EXERCISE MATERIALS:
###
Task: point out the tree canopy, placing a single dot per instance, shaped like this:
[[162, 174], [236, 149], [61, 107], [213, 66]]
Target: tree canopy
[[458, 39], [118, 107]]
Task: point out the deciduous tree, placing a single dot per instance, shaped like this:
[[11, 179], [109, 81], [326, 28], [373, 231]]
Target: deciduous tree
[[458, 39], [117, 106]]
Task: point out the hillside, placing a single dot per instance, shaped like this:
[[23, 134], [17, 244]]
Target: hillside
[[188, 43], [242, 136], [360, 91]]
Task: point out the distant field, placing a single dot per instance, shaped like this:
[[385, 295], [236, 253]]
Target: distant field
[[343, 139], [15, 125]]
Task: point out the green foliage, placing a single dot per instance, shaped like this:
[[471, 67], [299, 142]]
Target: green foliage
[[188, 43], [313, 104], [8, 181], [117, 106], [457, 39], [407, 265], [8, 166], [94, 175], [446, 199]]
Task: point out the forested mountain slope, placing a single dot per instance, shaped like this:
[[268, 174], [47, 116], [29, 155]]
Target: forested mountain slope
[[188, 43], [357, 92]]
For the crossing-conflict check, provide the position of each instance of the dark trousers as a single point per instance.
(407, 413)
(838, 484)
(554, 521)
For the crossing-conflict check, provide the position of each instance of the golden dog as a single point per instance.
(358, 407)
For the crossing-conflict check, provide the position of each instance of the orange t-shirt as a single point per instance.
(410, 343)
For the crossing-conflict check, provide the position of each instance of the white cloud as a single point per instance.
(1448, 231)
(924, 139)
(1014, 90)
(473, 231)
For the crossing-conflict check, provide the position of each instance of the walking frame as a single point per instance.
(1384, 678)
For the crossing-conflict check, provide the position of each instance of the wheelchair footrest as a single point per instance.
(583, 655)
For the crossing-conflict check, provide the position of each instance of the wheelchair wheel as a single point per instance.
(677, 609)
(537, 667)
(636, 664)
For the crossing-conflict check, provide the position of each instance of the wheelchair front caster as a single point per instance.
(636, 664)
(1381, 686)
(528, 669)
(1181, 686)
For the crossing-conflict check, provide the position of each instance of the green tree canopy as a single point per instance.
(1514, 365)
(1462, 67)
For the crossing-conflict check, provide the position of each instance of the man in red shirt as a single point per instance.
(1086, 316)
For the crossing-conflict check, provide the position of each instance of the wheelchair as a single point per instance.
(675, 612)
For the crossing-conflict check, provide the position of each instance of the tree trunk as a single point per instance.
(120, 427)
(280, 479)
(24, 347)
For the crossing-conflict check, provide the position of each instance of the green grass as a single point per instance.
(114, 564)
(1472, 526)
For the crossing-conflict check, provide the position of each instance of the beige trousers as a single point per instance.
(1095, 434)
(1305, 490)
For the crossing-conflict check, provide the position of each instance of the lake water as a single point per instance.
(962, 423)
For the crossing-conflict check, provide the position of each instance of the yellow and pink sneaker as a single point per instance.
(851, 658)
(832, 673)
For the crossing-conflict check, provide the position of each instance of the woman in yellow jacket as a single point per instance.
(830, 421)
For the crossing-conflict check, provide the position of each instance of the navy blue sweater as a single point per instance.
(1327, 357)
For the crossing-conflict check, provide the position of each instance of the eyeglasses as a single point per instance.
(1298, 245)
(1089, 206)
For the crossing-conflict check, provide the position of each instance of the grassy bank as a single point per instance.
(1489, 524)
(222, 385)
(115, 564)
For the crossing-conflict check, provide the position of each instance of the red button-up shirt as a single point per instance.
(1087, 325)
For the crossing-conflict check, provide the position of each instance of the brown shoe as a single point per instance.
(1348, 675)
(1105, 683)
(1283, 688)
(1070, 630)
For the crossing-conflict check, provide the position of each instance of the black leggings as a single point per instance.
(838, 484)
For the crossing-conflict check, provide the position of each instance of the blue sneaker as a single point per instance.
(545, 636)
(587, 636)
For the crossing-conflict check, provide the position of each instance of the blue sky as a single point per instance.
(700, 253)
###
WRITTEN EXERCISE:
Copy the data from the line with "eyeglasses as a single point per instance." to the line with "(1070, 630)", both ends included, and output only those lines. Keep each request unchanged and raise every point coordinate in the answers by 133.

FULL SOLUTION:
For the crossing-conflict check, provide the position of each instance of the eyeglasses as a single point per instance.
(1431, 378)
(1222, 339)
For the crossing-conflict check, provide the position of each instance of the grassy bank as a single point per instance.
(1622, 657)
(355, 518)
(248, 697)
For the crossing-conflict check, provide the position of each instance of the red button-up shirt as a single point per instance.
(1220, 458)
For the crossing-conflict check, provide the position of each instance of the brown shoe as a single point per instance.
(1481, 808)
(1238, 816)
(1416, 821)
(1203, 763)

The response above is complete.